* **What this task involves**
Reproduce the blog post about Culture Workers word for word, from "Whilst studying law" to "later the Procesalia 2001.".

* **Passage to read**
==========
Culture Workers

As I promised on the 2#edition of this, my blog, I went back to A Peregrina. That workshop-house placed on the outskirts of Santiago de Compostela, where interesting projects are been forged, where interesting people meet, and, provides me with, why not to say it so, interesting features. 


The reason, or reasons, which made me go there again, are: Culture Workers, the F.A.C., and Ania González (Vigo, 1977), who works as the anchoring point in between. She, graduated in law, decided to do an extreme makeover with her life. She left a stable and well-paid job in Barcelona, in which she spent three years as an attorney, trying to make her profession and her passion, become one.  

Whilst studying law at Compostela, back in the 90's, she and two of her classmates, created a young artist collective called Iniciativa Curva [Curved Initiative], that was able to get the cultural vice-rector to provide them with a space at the student residence Burgo das Nacións; which they adapted so to arrange poetry recitals and various art exhibitions (in which artists such as Jorge Perianes or Pablo Orza took part) proving, artistic concerns don't understand on degrees, titles or bureaucracy. Next year they were at the Coro da Igrexa da Universidade [University Church Chorus] with the program called Decoros 2000, where Eduardo Valiña e Montse Cea participated, and taking over, organized a year later the Procesalia 2001.


Culture Workers
Already in Barcelona, and taking her time, she became a proper lawyer studying through the UNED [University of Distance Learning]. There, where she found different jobs as art intern, as a secretary, and finally as a legal advisor for an international company, she didn't stop gaining knowledge in the art field, and made a Independent Studies Program (ISP) at the MACBA [Barcelona Contemporary Art Museum], where she did a major on museology and discourse theory. Here is, where the Culture Workers' creation arrives.


"In 2008 I was starting my ISP at the MACBA and Manolo Borja Villel, left the direction of this museum so to go and take up the Reina Sofía's management instead. At that moment some of us said, Why don't we present a collective project to direct the MACBA?", instead of having it to depend on the tastes or the specific formation of one person alone, so diverse people from diverse fields can participate in a sort of "interdisciplinary" project. Hence, Ania, together with the publicist Paula Mourenza, and the artist Jesús Rodríguez Santos, created a group of collective work. The team introduced itself to Pedro Soler, at that moment Hangar's director. In two days of intense work, with small groups of people, they were able to write a structured and organized project for the management of the MACBA. The report was well received, and Pedro Soler named them Culture Workers.
==========
(Rows from a pointing dataset)
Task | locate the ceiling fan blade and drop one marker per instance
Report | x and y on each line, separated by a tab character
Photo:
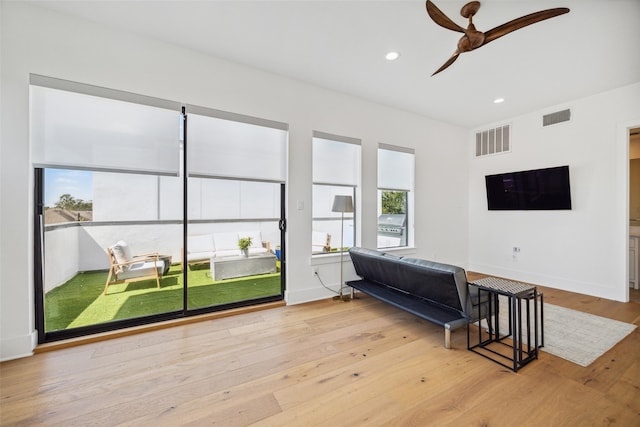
449	62
521	22
442	19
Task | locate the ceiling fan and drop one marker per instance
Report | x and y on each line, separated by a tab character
472	38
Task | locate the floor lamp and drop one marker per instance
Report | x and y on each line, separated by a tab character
342	204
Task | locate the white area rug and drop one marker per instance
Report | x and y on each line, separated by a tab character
573	335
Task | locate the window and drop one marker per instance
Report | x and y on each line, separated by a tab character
336	172
395	197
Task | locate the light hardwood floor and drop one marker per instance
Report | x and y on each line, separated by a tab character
325	363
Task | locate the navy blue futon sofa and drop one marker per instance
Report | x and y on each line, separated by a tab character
430	290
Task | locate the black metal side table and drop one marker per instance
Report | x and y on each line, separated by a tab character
523	345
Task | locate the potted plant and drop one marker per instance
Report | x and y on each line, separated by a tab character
244	244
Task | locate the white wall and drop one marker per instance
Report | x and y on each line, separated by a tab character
582	250
38	41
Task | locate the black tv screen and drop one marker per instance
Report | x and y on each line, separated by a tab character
539	189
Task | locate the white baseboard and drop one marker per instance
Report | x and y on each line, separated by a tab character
18	347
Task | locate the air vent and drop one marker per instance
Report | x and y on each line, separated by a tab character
557	117
493	141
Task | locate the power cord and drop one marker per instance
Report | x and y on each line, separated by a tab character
315	273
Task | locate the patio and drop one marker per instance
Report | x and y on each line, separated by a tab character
80	301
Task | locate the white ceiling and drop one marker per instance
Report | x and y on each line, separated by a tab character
341	45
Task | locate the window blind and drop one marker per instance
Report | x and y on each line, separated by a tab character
395	168
226	145
77	126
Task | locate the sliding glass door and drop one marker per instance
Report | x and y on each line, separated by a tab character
236	167
132	228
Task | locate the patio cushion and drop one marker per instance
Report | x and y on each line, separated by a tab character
227	253
200	256
202	243
122	252
226	241
143	268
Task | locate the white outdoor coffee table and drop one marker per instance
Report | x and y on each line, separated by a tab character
240	266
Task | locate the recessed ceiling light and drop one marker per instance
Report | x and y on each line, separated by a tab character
392	56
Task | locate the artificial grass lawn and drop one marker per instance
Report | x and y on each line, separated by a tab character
79	302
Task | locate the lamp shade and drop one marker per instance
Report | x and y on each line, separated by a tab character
342	204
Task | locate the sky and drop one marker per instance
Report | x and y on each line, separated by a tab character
79	184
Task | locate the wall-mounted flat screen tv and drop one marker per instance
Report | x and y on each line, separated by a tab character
539	189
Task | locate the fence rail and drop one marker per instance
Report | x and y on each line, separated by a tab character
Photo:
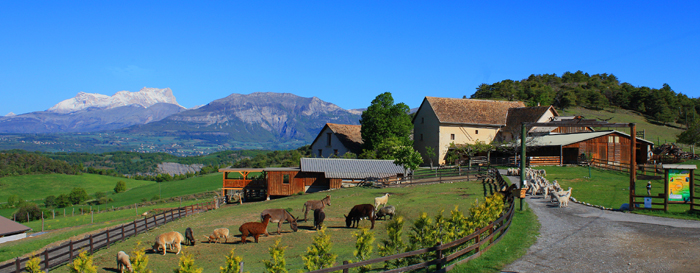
64	253
475	243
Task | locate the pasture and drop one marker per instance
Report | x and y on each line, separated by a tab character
409	201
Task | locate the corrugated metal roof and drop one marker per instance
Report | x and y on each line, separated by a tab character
351	168
8	227
566	139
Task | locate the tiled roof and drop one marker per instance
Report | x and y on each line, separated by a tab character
349	135
351	168
9	227
516	116
469	111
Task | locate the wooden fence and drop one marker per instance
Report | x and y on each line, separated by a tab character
56	256
463	250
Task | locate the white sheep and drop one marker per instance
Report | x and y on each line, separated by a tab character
382	200
123	262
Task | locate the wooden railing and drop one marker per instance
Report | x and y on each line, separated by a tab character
465	249
56	256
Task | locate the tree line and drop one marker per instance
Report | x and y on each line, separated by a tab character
596	91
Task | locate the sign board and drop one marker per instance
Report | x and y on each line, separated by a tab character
678	185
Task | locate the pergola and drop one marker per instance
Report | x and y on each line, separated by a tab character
583	123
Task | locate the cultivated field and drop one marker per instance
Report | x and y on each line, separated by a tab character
410	201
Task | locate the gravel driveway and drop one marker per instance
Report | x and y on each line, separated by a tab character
585	239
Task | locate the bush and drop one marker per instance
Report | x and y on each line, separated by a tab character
82	264
278	263
233	263
50	201
63	201
28	208
121	187
78	195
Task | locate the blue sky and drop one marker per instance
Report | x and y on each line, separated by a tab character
344	52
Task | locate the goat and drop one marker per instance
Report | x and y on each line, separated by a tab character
315	204
217	235
173	238
382	200
384	211
319	216
123	262
189	237
359	212
255	229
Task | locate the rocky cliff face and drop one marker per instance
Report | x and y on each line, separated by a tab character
256	117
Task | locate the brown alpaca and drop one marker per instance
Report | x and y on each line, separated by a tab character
255	229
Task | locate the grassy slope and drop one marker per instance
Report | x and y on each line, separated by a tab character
654	132
409	201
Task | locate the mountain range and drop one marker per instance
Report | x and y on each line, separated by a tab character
270	118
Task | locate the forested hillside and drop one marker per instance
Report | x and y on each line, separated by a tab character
597	92
12	163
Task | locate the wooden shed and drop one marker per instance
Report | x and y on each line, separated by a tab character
606	146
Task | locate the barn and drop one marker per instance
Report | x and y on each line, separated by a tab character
314	174
611	147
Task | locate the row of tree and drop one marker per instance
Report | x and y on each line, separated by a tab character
595	91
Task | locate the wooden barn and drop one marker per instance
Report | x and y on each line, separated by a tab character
315	174
606	146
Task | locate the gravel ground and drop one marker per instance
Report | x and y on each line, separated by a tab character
585	239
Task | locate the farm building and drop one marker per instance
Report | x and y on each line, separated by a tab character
314	174
336	140
606	146
11	230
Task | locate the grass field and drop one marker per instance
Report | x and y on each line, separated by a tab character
409	201
611	188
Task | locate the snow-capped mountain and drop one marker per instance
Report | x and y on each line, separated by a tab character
146	97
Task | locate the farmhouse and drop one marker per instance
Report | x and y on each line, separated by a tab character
610	147
314	174
336	140
11	230
441	121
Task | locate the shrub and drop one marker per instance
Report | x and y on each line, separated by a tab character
233	263
13	200
50	201
78	195
394	244
82	264
278	264
319	255
186	265
363	247
120	187
139	260
33	265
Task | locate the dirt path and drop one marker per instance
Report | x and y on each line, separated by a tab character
585	239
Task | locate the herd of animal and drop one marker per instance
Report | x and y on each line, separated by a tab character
538	184
173	240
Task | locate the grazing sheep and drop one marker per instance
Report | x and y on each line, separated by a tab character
319	216
388	210
382	200
255	229
217	235
123	262
189	237
173	238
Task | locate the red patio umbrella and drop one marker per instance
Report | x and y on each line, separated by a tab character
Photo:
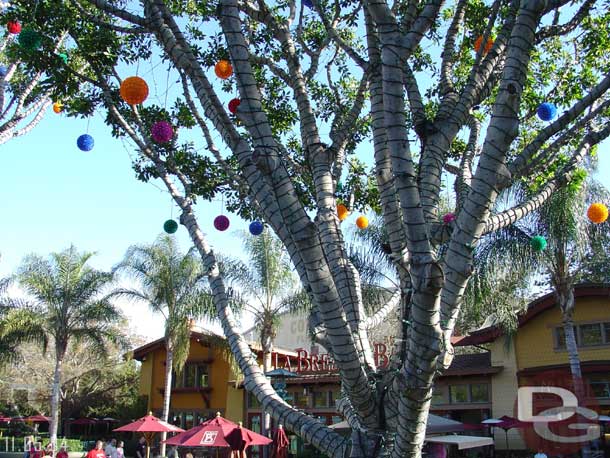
280	443
210	433
241	438
149	425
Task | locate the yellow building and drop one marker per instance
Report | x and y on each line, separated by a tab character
203	387
536	355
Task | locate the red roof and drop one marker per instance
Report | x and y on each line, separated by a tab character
535	308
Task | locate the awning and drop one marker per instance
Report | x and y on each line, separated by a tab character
463	442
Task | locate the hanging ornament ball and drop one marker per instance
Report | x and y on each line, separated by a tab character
30	40
14	27
597	213
362	222
233	104
223	69
448	218
221	223
342	212
162	131
256	228
538	243
479	41
134	90
546	111
85	142
170	226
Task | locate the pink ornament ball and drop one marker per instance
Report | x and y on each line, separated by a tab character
448	218
221	223
162	131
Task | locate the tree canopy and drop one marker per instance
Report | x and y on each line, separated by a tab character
377	105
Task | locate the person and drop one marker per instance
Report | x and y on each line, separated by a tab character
97	451
62	452
111	449
141	448
29	441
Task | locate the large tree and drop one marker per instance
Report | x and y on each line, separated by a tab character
172	284
66	302
321	84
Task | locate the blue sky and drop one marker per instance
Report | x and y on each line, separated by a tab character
53	195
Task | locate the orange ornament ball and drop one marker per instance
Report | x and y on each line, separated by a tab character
134	90
479	42
597	213
362	222
223	69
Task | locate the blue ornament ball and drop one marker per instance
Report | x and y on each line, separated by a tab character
256	228
547	111
85	142
170	226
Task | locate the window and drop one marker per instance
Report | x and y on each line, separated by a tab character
299	399
194	375
458	393
600	389
591	334
253	402
437	395
479	392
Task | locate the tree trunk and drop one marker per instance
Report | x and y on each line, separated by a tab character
55	389
267	347
167	394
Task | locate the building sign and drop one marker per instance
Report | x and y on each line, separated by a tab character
308	362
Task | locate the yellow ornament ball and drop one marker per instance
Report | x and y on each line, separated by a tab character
134	90
223	69
362	222
597	213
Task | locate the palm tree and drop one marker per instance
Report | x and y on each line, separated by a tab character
569	254
172	284
64	304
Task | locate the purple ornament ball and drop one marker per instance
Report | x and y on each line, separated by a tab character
162	131
221	223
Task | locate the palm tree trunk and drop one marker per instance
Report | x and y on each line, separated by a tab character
167	395
59	359
266	420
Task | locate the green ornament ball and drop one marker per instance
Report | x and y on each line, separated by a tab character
538	243
30	40
170	226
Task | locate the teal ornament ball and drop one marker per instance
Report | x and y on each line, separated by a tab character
170	226
30	40
85	142
538	243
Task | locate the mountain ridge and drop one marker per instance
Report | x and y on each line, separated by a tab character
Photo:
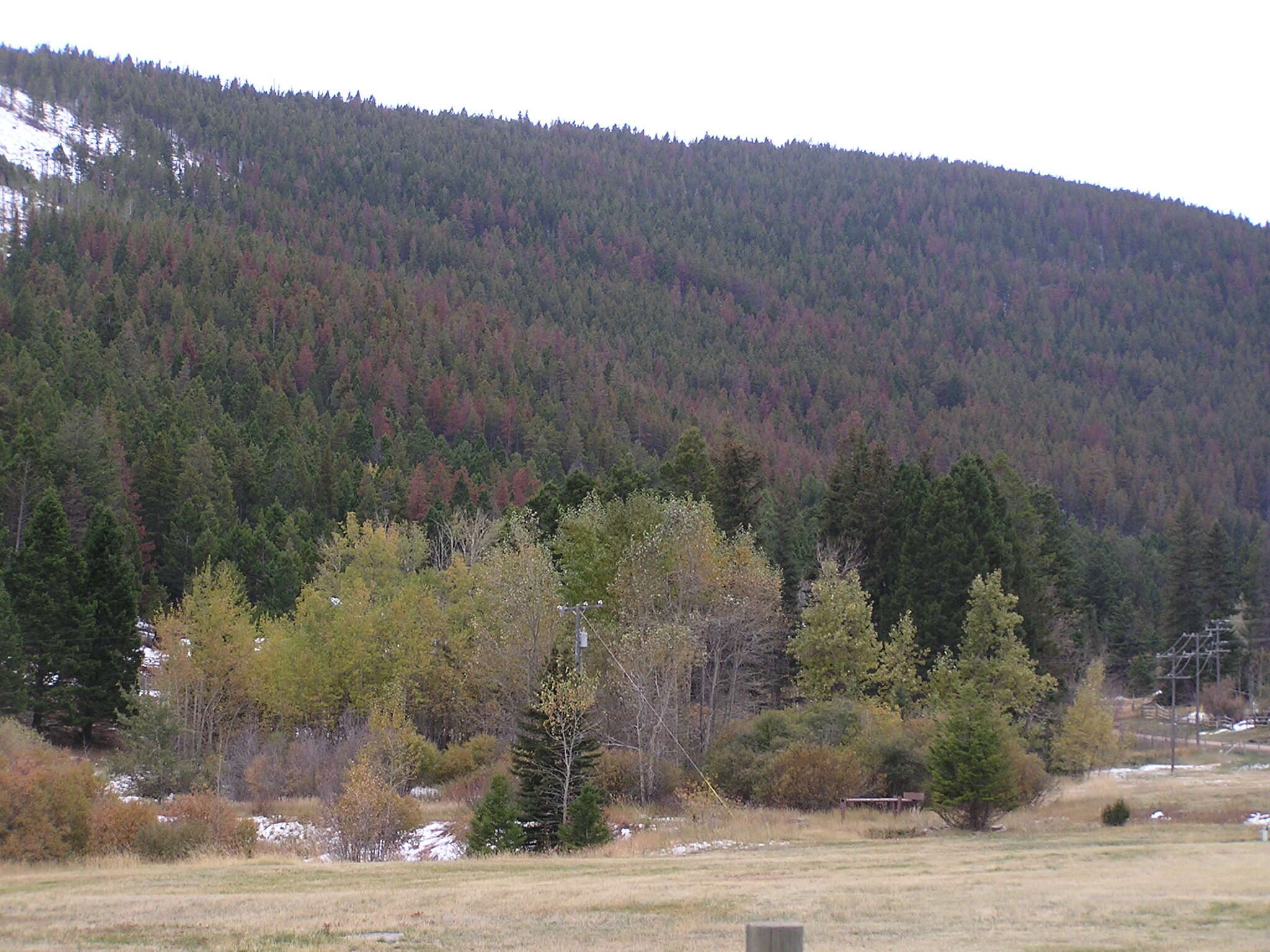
1106	340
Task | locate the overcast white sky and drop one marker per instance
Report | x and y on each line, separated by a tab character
1163	98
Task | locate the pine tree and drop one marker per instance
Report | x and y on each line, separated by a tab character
46	584
13	662
690	471
972	777
858	506
1184	598
556	752
738	487
1219	580
110	666
494	826
992	663
586	826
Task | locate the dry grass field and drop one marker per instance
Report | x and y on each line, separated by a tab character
1054	879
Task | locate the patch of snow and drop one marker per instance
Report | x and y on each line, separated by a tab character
1235	728
435	842
701	847
270	831
31	136
1156	769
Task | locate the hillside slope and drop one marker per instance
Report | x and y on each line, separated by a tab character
328	304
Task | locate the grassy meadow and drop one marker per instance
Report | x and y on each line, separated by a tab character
1053	879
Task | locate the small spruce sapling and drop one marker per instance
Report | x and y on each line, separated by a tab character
494	827
586	826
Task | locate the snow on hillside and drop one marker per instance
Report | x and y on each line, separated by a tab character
31	136
43	140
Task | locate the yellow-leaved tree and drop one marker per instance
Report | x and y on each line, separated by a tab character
837	648
1086	736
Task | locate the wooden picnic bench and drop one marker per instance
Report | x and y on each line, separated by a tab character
910	800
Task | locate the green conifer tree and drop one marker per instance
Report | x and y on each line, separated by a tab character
13	662
690	471
556	752
1184	598
109	672
972	777
1217	574
586	826
494	827
738	487
46	584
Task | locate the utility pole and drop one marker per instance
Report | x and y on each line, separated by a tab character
579	630
1189	656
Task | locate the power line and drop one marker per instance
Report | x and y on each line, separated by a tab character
579	628
1193	654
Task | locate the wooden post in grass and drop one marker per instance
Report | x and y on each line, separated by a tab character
774	937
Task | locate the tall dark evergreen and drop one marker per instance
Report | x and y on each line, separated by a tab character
858	509
689	471
1184	598
961	532
13	660
46	586
738	485
551	763
109	667
1220	582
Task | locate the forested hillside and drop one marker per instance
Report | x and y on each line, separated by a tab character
249	314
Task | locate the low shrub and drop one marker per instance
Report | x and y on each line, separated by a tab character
225	831
266	778
116	827
46	798
1116	814
616	775
455	762
151	753
397	752
812	777
171	842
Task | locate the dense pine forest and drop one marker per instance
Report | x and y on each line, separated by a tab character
265	311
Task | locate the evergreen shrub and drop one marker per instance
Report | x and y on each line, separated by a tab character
1116	814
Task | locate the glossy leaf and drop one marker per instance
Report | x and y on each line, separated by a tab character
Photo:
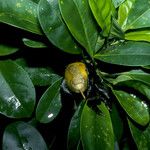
55	28
33	43
96	128
74	129
102	12
134	107
137	75
42	76
140	136
78	17
21	14
117	2
17	93
138	86
128	54
123	12
138	16
138	36
50	103
23	136
116	122
7	49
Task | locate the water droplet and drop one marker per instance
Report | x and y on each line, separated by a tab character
18	5
50	115
144	104
13	100
61	2
134	96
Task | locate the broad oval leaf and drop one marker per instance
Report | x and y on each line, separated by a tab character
50	103
7	49
42	76
21	14
134	107
78	17
33	43
138	36
127	53
117	2
138	16
137	75
74	129
55	28
96	128
17	93
140	136
20	135
102	12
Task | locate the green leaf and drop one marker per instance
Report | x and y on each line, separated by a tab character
74	129
127	53
102	10
21	14
7	49
123	12
139	86
133	106
138	14
23	136
137	75
138	36
55	28
42	76
140	136
116	122
33	43
117	2
50	103
96	128
78	17
17	93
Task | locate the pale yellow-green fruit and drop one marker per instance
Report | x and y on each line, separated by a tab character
76	77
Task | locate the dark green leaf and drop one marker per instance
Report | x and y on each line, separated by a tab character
140	136
117	123
21	62
33	44
138	14
102	10
117	2
17	93
139	86
21	14
50	103
42	76
22	136
74	129
128	54
137	75
134	107
54	27
138	35
7	49
96	128
78	17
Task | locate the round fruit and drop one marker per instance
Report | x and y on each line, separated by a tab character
76	77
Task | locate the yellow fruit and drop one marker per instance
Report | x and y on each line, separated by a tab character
76	77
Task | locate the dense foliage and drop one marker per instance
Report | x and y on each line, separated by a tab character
39	38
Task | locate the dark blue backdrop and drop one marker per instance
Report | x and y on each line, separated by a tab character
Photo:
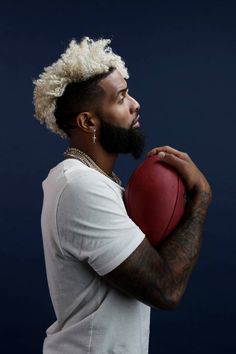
181	57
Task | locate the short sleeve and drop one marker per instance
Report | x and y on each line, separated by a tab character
93	224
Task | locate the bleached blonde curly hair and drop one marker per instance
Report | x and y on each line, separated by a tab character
79	62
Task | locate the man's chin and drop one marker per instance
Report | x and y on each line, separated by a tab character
117	140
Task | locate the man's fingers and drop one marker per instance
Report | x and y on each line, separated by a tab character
170	150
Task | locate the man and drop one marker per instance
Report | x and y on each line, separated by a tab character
102	272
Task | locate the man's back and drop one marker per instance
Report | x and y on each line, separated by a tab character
87	234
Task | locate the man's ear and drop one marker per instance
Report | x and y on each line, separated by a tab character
86	122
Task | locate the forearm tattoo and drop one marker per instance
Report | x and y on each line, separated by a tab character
181	249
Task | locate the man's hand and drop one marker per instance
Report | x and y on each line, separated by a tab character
192	176
159	277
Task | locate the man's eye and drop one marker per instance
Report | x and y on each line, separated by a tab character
122	99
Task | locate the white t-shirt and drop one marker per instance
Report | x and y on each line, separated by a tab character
86	234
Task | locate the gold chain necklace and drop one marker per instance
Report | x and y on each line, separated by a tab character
84	158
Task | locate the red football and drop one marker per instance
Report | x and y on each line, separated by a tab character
155	199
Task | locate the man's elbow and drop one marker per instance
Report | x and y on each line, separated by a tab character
170	303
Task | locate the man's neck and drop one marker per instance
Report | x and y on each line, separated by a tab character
102	158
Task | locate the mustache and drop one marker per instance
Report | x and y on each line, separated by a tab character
135	120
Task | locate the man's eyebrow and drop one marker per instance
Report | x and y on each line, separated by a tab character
122	90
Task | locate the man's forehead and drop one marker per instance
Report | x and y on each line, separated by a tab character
113	83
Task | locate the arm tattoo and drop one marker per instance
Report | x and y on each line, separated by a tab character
181	249
159	278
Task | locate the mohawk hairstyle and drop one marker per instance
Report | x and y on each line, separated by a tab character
80	62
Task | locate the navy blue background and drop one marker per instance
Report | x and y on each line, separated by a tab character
181	58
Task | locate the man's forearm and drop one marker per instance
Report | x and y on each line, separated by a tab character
181	249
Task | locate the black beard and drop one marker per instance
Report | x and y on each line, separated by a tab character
118	140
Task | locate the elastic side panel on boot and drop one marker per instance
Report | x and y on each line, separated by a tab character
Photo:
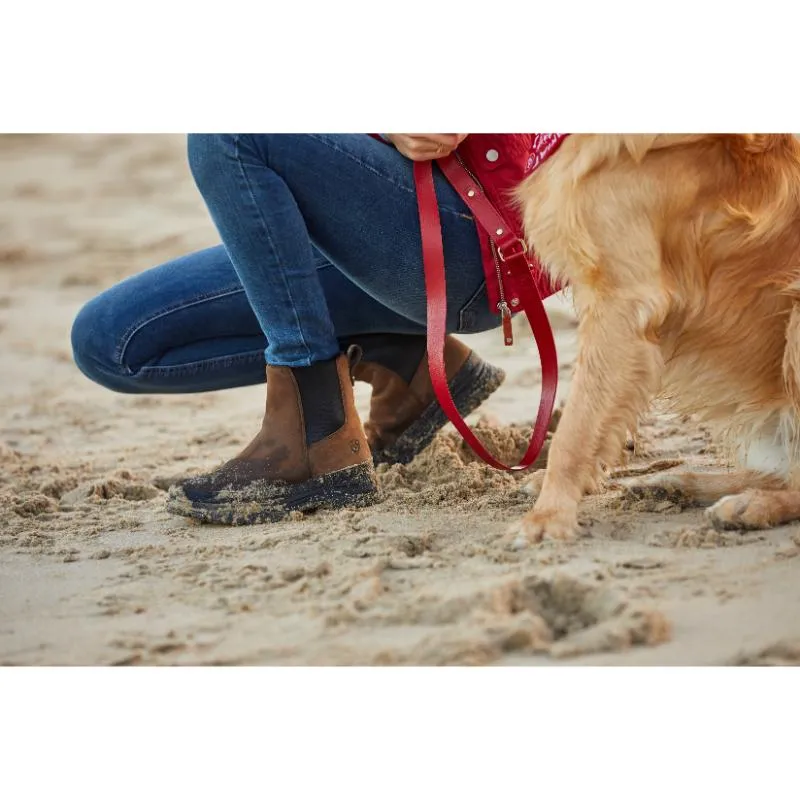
398	352
321	398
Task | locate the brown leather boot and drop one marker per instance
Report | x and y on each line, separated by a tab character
310	453
404	413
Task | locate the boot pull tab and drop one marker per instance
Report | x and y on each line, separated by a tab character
354	356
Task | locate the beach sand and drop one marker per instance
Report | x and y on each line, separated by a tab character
94	571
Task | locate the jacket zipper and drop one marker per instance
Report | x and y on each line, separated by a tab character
502	306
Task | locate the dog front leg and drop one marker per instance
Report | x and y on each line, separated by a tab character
617	373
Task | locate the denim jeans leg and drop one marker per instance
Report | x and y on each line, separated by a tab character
275	198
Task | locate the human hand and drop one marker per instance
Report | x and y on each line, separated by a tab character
426	146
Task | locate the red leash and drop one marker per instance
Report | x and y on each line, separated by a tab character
515	274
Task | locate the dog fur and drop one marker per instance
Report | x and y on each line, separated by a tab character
683	256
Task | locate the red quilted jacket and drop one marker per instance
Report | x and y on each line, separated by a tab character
499	162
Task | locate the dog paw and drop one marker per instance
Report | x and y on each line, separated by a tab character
654	487
536	526
739	512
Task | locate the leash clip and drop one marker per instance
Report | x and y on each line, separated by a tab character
523	250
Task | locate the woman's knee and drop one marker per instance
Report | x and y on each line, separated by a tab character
212	155
94	347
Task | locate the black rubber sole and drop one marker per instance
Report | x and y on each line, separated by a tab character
470	387
264	501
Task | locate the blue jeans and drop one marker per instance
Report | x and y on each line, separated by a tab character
321	242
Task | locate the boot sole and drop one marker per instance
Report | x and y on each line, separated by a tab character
470	386
263	501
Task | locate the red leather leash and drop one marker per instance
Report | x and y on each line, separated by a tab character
514	265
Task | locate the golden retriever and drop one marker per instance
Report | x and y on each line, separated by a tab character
683	255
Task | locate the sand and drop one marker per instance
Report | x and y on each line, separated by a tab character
94	571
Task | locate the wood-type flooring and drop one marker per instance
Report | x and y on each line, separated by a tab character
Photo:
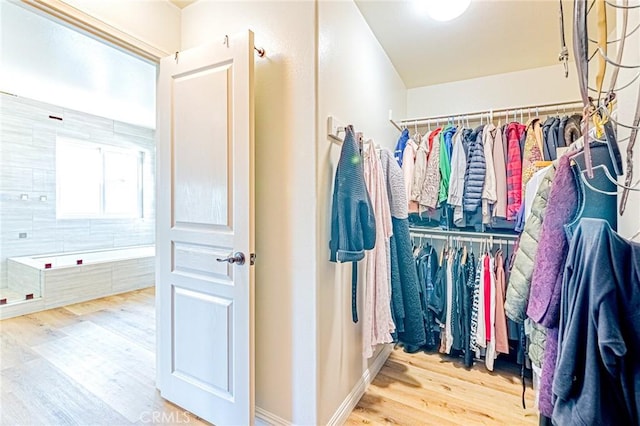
92	363
432	389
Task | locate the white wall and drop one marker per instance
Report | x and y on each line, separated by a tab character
358	85
285	192
530	87
629	223
156	22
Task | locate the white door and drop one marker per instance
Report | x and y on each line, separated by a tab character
204	215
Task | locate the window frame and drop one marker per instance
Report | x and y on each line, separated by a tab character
103	148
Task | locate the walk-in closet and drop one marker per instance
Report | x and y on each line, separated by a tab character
360	212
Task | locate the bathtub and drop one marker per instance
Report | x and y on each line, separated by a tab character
56	280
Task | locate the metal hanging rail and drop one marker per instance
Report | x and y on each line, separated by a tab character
467	235
490	240
487	114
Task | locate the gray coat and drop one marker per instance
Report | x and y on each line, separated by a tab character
405	294
517	299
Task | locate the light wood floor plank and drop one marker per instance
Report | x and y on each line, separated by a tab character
91	363
444	392
39	394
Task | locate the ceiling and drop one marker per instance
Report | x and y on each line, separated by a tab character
182	3
491	37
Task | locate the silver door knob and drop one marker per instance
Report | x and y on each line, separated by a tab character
237	257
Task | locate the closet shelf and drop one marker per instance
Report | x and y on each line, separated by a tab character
506	238
488	114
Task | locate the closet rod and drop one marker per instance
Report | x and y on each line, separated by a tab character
482	114
465	239
436	231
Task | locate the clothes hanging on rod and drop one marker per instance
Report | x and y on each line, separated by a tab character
477	178
564	199
377	321
462	300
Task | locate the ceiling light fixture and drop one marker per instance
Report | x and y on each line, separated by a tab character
443	10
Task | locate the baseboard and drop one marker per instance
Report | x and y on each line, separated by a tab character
267	418
350	402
==========
* **Response**
Whilst studying law at Compostela, back in the 90's, she and two of her classmates, created a young artist collective called Iniciativa Curva [Curved Initiative], that was able to get the cultural vice-rector to provide them with a space at the student residence Burgo das Nacións; which they adapted so to arrange poetry recitals and various art exhibitions (in which artists such as Jorge Perianes or Pablo Orza took part) proving, artistic concerns don't understand on degrees, titles or bureaucracy. Next year they were at the Coro da Igrexa da Universidade [University Church Chorus] with the program called Decoros 2000, where Eduardo Valiña e Montse Cea participated, and taking over, organized a year later the Procesalia 2001.